_Work to be completed_
Starting at the line that contains "Kindly segment every instance of the boy", output each line through the end of the data exactly, and nothing more.
(Exercise data)
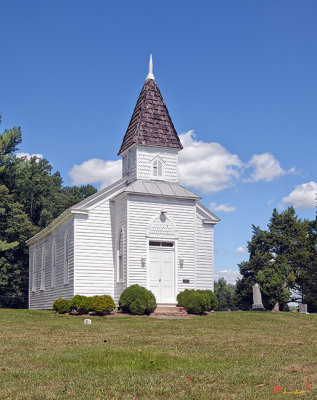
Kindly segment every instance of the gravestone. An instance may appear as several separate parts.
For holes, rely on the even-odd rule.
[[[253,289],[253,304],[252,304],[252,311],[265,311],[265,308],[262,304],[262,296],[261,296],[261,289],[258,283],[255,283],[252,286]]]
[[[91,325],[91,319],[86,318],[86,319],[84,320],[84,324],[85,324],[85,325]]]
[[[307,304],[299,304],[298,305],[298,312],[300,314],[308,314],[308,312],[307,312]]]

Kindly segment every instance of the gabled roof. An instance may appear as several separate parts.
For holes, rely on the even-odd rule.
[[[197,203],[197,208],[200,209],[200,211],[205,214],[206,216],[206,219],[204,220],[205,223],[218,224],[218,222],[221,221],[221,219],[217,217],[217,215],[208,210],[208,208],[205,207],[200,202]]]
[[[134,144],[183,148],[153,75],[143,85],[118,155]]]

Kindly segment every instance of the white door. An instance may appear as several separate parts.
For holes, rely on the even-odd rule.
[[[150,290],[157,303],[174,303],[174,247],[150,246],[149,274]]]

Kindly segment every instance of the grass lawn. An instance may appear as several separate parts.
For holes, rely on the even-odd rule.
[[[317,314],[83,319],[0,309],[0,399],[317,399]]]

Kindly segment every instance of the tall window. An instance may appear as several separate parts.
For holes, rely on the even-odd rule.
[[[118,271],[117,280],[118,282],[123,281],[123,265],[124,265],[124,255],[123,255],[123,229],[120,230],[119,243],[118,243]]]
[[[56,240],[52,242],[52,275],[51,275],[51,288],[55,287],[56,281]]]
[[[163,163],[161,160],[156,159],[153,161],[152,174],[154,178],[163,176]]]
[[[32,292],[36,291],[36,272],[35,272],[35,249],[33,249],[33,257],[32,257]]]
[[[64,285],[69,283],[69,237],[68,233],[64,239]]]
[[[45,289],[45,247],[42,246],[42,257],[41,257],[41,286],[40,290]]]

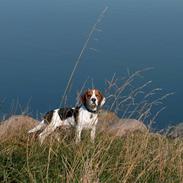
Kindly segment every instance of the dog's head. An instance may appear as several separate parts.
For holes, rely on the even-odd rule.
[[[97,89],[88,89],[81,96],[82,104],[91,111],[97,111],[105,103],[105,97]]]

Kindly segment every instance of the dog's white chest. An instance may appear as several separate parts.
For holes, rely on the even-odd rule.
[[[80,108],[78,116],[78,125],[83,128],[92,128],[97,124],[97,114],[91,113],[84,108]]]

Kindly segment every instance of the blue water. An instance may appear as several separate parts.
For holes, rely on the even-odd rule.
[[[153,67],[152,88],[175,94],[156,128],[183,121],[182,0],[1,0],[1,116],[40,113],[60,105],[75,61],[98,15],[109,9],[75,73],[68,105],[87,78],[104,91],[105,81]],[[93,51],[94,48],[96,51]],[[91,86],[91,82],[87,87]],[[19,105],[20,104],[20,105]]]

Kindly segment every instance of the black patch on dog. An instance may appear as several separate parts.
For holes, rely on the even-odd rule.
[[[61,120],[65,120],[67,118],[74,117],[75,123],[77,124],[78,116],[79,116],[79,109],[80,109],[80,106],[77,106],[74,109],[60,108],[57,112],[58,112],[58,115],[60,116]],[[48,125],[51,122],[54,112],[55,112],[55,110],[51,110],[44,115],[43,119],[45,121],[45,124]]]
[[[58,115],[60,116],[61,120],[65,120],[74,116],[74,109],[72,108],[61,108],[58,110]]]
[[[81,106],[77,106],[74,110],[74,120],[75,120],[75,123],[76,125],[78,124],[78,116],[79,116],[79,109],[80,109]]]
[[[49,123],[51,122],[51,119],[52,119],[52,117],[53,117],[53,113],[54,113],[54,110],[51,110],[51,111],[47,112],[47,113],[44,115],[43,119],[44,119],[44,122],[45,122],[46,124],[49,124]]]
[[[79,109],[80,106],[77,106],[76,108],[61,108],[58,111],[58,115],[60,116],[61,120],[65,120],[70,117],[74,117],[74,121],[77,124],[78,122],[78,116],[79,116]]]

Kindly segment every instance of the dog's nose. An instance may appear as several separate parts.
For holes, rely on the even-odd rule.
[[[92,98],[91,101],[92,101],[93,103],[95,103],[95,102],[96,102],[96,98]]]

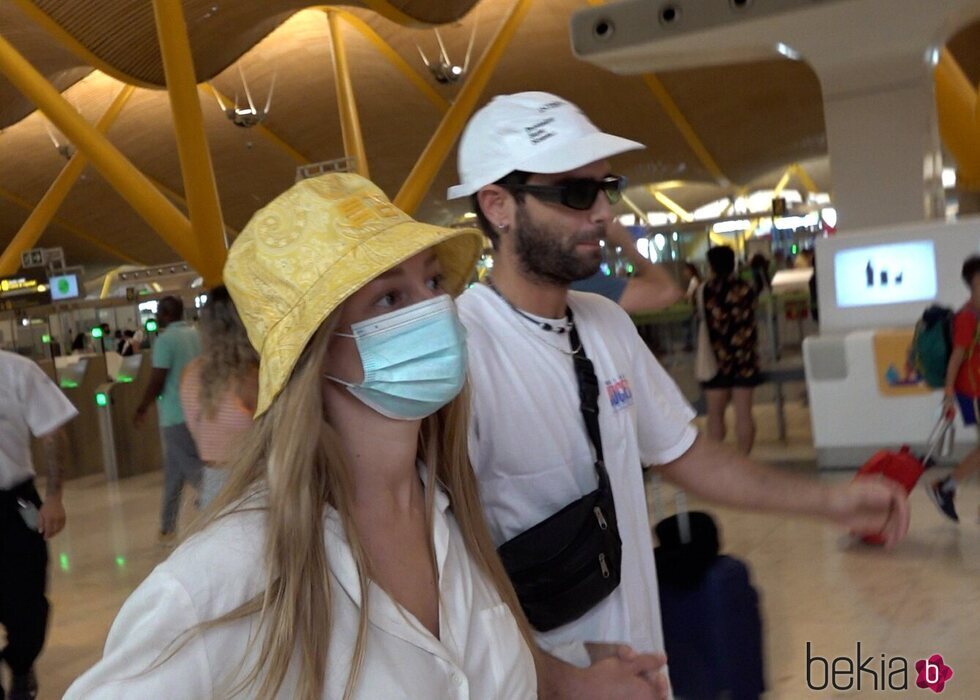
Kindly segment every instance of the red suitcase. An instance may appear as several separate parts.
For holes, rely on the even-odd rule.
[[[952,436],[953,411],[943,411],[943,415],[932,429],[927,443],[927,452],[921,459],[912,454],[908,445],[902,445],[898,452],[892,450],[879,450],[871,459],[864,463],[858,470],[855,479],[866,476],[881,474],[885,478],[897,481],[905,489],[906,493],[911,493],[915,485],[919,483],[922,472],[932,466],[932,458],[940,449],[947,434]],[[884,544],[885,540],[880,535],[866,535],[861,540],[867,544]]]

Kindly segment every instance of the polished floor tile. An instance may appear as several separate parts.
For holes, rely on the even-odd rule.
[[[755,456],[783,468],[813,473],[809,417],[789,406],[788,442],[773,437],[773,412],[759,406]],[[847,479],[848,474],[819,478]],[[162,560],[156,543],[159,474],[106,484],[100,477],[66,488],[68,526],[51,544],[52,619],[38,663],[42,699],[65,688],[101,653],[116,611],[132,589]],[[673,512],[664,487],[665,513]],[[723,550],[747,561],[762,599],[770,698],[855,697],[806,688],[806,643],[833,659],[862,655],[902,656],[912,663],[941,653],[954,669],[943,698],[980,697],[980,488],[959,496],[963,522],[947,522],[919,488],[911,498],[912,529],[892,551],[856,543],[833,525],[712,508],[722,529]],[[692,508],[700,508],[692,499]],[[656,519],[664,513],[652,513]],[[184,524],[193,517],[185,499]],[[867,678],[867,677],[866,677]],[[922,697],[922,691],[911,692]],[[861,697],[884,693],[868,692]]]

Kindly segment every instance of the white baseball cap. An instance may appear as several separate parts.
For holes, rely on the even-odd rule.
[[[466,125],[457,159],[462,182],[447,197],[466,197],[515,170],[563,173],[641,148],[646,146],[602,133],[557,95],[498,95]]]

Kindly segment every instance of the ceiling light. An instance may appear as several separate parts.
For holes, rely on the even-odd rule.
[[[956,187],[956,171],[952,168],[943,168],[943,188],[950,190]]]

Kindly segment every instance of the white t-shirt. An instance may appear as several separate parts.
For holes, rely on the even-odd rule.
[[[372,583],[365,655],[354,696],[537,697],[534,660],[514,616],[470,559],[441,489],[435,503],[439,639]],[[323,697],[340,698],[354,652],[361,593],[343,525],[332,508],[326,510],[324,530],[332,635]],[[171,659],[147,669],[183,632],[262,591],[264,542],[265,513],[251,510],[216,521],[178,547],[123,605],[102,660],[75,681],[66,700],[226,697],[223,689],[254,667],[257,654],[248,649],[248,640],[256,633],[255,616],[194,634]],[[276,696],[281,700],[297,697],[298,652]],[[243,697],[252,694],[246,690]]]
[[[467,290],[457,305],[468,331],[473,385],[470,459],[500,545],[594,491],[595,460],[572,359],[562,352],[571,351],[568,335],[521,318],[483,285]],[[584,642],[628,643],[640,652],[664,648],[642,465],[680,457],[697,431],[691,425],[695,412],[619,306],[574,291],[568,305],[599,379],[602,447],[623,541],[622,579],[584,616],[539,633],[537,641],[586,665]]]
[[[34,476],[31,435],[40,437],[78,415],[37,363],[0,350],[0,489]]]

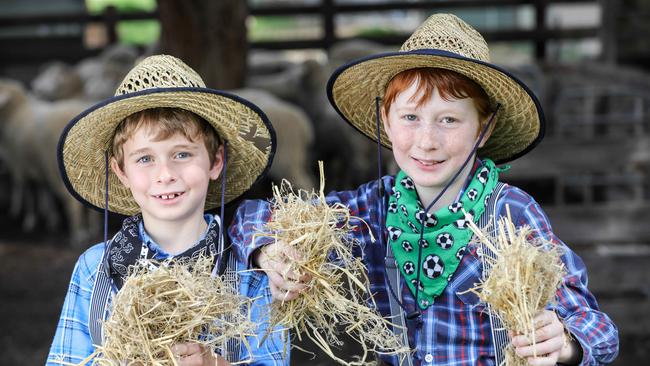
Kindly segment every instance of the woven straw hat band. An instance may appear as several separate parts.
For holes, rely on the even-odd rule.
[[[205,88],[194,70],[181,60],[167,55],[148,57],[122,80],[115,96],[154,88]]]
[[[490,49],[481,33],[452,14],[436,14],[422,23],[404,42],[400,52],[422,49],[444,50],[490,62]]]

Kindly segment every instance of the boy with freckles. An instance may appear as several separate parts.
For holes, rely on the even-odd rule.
(End Exercise data)
_Expected answer_
Kindly segment every instance of the boy with freckles. An instance may appear as several separate parts.
For holes, rely on the even-odd rule.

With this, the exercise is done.